(Beginning of Records)

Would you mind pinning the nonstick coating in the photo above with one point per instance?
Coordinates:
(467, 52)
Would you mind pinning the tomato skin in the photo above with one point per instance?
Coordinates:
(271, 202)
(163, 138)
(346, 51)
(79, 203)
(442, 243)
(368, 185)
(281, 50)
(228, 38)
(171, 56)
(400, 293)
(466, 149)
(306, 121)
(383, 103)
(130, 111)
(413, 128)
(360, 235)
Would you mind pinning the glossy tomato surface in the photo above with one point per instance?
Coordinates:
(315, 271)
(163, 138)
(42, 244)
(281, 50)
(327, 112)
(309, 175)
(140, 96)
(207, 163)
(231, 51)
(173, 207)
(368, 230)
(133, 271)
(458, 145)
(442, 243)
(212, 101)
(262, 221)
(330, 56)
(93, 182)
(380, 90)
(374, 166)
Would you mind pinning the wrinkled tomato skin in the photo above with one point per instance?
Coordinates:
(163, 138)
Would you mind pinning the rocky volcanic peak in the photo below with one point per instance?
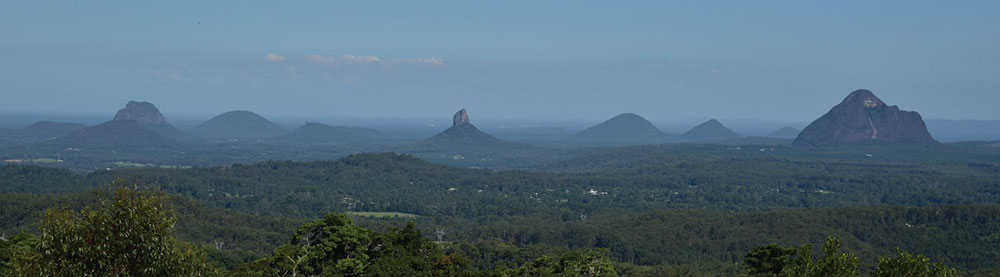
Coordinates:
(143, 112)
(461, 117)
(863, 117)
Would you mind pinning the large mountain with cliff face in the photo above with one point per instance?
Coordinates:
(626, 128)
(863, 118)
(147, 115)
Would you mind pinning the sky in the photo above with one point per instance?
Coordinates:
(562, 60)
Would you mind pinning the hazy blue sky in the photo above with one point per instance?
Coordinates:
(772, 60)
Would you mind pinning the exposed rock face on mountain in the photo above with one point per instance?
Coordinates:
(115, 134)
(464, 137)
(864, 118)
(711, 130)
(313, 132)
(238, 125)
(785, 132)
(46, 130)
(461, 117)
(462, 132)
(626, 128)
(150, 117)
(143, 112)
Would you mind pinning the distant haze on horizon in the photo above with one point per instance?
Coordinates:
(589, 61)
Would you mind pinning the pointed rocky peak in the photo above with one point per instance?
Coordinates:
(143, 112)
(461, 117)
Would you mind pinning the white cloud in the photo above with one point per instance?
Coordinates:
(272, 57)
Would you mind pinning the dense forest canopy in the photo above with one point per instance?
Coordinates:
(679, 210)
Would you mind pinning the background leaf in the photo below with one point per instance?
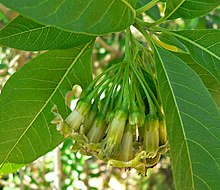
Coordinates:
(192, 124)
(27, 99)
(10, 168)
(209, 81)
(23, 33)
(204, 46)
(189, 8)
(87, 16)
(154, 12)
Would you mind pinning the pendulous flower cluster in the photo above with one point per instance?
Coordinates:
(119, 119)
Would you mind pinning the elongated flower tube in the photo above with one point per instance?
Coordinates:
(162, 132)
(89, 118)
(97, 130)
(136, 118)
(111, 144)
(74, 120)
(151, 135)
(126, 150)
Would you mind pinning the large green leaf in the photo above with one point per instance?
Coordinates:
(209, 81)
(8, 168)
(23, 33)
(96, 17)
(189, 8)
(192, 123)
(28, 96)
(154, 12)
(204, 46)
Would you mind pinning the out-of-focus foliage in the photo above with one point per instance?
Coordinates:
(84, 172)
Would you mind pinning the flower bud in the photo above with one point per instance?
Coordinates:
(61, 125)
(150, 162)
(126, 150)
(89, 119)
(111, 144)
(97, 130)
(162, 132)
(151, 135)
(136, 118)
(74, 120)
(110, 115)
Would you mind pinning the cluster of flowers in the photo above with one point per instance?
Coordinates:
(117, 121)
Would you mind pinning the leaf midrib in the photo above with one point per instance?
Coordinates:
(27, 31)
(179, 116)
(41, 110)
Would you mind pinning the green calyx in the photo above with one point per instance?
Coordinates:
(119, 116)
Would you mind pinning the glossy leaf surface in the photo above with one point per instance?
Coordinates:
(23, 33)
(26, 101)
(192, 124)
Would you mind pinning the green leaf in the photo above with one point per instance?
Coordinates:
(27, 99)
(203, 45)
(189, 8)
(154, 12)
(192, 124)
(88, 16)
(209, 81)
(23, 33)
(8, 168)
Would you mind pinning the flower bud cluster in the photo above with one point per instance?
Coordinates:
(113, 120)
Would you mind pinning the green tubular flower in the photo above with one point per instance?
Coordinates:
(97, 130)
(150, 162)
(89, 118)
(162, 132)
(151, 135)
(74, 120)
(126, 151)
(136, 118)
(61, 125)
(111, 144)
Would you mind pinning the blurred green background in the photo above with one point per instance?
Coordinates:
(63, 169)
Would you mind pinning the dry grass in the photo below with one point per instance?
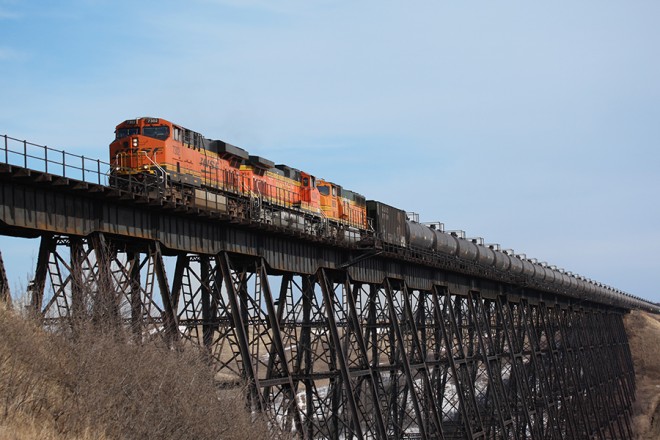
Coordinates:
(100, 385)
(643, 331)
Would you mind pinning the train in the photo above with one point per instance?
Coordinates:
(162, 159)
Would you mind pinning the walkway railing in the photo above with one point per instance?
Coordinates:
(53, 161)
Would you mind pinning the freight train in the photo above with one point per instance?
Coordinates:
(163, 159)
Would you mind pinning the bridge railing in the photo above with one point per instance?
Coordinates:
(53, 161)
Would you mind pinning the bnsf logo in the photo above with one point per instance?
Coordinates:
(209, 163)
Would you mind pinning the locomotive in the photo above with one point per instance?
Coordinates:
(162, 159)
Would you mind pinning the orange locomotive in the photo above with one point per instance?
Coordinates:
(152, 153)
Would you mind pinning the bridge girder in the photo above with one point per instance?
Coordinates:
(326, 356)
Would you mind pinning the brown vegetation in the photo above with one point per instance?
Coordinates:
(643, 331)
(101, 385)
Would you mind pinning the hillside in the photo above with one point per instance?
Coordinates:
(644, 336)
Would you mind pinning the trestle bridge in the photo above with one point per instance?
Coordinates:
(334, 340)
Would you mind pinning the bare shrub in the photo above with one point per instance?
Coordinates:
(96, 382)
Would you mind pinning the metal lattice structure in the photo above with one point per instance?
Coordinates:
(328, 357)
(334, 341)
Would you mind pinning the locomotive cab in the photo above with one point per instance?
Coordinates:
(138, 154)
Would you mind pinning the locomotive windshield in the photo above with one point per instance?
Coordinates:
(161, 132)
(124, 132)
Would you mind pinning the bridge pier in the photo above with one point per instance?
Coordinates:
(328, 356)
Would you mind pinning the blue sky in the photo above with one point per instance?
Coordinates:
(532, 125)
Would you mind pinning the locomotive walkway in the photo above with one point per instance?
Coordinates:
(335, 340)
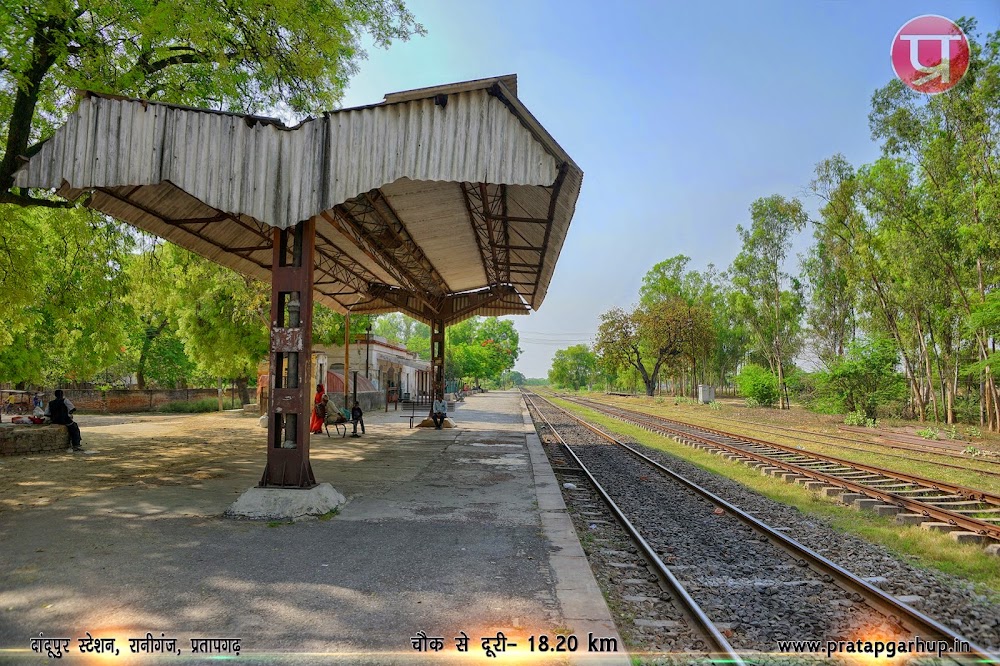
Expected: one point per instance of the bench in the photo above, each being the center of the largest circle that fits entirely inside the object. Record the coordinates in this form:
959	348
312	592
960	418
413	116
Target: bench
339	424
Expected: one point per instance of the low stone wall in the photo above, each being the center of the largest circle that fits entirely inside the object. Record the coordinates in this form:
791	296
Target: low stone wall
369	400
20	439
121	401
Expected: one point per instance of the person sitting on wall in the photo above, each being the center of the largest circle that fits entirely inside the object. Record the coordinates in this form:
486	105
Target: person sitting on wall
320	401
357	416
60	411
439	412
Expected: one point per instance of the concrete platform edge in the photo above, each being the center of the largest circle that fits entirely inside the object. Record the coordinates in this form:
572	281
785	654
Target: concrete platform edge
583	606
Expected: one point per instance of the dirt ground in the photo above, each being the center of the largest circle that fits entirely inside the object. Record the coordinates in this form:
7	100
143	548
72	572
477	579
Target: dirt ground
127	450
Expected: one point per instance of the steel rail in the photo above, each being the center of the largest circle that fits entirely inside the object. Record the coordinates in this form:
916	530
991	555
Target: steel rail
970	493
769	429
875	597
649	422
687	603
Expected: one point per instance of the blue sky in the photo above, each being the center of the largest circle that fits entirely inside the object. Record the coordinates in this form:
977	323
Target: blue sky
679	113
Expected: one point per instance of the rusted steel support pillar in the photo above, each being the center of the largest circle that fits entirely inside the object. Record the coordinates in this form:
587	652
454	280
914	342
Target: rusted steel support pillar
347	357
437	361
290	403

(End of Records)
(Beginning of Records)

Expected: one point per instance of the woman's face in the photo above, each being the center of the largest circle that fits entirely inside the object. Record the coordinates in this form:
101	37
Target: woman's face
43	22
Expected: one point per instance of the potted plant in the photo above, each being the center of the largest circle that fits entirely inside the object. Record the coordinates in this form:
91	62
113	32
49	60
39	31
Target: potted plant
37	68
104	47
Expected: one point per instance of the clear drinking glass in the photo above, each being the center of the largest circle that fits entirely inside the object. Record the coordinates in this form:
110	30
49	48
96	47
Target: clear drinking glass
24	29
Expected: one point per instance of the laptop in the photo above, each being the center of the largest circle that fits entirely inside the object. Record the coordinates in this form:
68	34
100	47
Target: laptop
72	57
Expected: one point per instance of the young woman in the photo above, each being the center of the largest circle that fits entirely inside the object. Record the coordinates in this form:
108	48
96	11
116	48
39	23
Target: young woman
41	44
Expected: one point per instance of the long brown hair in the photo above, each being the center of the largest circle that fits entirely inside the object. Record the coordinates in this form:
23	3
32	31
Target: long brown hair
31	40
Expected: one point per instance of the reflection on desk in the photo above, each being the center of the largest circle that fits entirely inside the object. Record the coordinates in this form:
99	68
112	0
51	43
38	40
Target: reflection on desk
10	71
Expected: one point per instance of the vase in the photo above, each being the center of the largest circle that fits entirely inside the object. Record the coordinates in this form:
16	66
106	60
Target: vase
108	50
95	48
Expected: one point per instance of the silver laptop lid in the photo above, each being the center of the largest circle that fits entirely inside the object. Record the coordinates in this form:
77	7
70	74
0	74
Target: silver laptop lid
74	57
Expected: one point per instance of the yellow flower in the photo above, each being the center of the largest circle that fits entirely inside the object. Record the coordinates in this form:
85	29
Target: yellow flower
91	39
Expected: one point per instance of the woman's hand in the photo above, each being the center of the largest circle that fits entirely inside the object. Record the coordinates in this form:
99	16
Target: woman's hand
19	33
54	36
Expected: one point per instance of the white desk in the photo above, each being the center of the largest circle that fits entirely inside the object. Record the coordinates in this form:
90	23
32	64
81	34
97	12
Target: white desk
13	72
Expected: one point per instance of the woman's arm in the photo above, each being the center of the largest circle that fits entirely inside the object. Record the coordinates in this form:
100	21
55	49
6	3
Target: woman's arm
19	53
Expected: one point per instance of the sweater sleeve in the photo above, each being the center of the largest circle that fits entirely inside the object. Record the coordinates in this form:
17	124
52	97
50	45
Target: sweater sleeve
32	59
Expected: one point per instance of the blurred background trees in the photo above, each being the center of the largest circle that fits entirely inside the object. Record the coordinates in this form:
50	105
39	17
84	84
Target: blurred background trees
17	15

(End of Records)
(Beginning of Records)

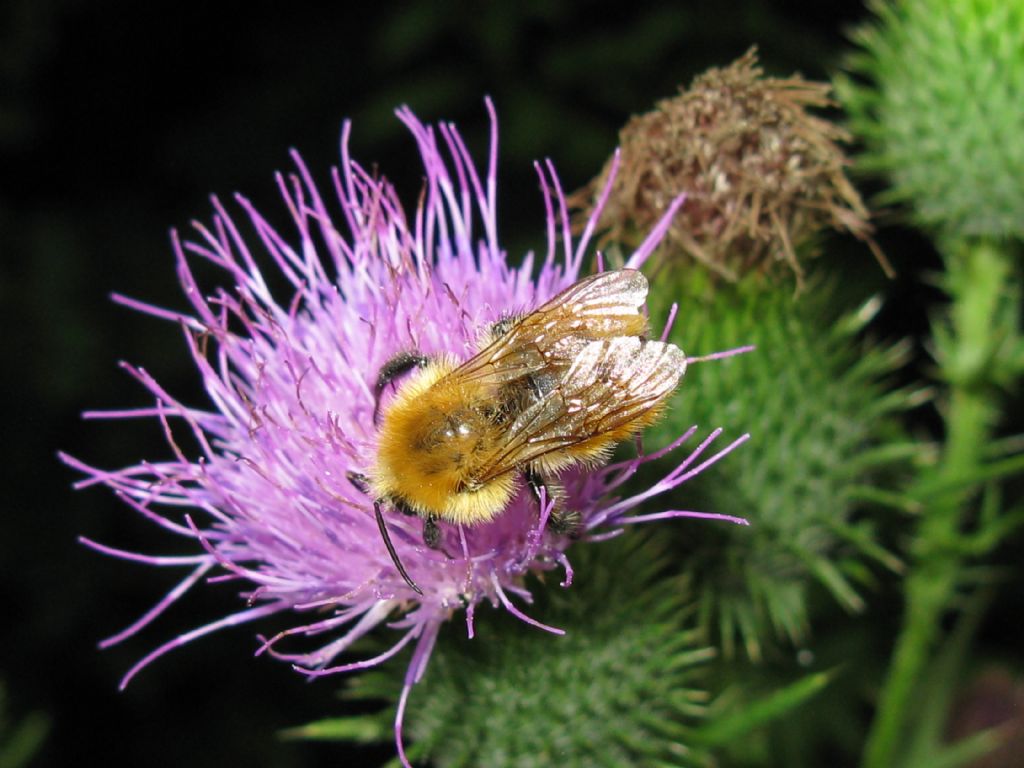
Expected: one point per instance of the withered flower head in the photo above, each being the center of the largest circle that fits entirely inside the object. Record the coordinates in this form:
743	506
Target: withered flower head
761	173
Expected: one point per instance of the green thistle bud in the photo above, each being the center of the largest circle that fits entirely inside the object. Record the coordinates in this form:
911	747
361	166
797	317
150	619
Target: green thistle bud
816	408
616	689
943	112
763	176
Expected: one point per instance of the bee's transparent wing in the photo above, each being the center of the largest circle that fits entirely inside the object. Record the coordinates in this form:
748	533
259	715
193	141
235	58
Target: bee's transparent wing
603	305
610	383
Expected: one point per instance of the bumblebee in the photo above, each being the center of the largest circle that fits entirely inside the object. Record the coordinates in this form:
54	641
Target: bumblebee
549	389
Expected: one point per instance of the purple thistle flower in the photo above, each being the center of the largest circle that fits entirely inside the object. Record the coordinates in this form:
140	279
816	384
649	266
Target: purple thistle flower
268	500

(End of Records)

— Your assignment —
Above this task is a listing with pictures in it. Retype only the lines from the one containing "Would you mind pinning the dense" through the one containing "Would you mind pinning the elongated", both included, and not the pictures.

— Response —
Would you mind pinning the dense forest canopy in the photo above with one point per instance?
Coordinates:
(679, 210)
Would you mind pinning the background leaf in the photo below with one point per instance?
Coordinates:
(192, 124)
(27, 99)
(10, 168)
(209, 81)
(23, 33)
(204, 46)
(189, 8)
(87, 16)
(154, 12)
Would you mind pinning the pendulous flower cluster in the photo above with one point per instance?
Coordinates:
(119, 119)
Would you mind pinning the elongated flower tube in the photo above with one point per instance?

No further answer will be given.